For the public, the benefits of increased government archiving of electronic communication are obvious – transparency and accountability. Transparency in government is crucial to democracy, and with so much government business conducted electronically, lax retention requirements compromise the integrity of the public record. Comprehensive archiving will make it harder for shady deals to pass unnoticed, as demonstrated in the LA United School District iPad scandal covered in Part Two of this series.

For government entities, the benefit is being free from speculation. If they have nothing to hide, then transparency is to their benefit. If Lois Lerner is telling the truth (see Part One), and the suspicious timing of her hard drive failure is a coincidence, then you can be sure that the IRS would love to be able to prove that fact with archived copies of the missing messages.

In cases where illegal activity is limited to a single employee, as it may have been in the South Dakota fraud scandal described in Part One, the government can use email archiving to demonstrate that others were not complicit.

It's Not as Hard as They Think

Storage is not the cost that it was when many of the current retention policies were implemented. Archiving vendors can help governments economically meet even the most stringent storage requirements. As a cloud-based solution, Global Relay’s billing is based on the number of users, with no limits on data storage. This type of system frees up government entities to retain terabytes of data with no fear of increased costs.

Along with storage costs, prohibitive implementation costs are often cited as preventing governments from updating retention systems. With a software-as-a-service cloud solution, no new hardware is required, system upgrades are applied remotely, and all maintenance can be performed by the vendor. The lack of hidden costs for implementation and upkeep keeps the true cost of ownership low. Over a very short amount of time, the savings of the new system can overtake the costs of the old.

EXERCISE INSTRUCTIONS:
A. Transcribe the stretch of the government archiving text from "Along with storage" through "of the old.".
B. Please pick up the government archiving text where it stops and keep writing it.

GIVEN INFORMATION:
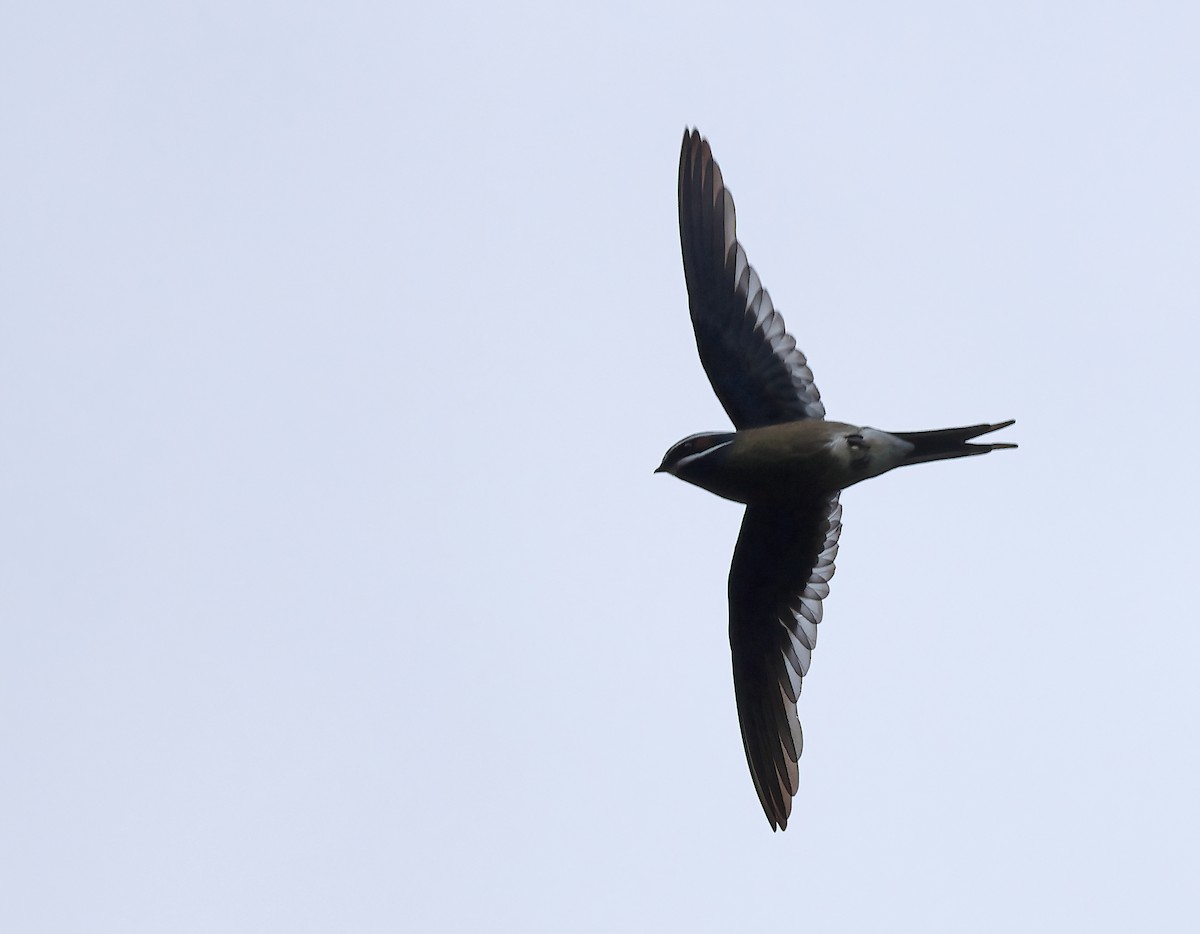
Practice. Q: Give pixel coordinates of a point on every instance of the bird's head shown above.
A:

RESPONSE LIST:
A.
Along with storage costs, prohibitive implementation costs are often cited as preventing governments from updating retention systems. With a software-as-a-service cloud solution, no new hardware is required, system upgrades are applied remotely, and all maintenance can be performed by the vendor. The lack of hidden costs for implementation and upkeep keeps the true cost of ownership low. Over a very short amount of time, the savings of the new system can overtake the costs of the old.

B.
An effective archiving vendor can also free up a great deal of employee time. Instead of employees sifting through their own inboxes daily or weekly to stay under caps and determine what is relevant, an archiving solution makes comprehensive retention automatic.

North Carolina is a great example of how proper email archiving can be integrated by governments. In the executive branch of the state government, a robust archiving system provided by a private vendor supports a policy that requires the retention of emails for 10 years. Retention can be extended even further when messages are considered particularly important.

Message Archiving in the Near Future

Federal legislation might often move at a glacial pace, but state and local governments can react much more quickly. As demonstrated by the response to the various scandals of the past few months, changes to message archiving requirements are coming sooner rather than later. To be on the right side of this issue, provide the public with proper transparency, and insulate against scandal, governments and other public entities should begin establishing sound message retention policies and implementing the necessary systems to support them.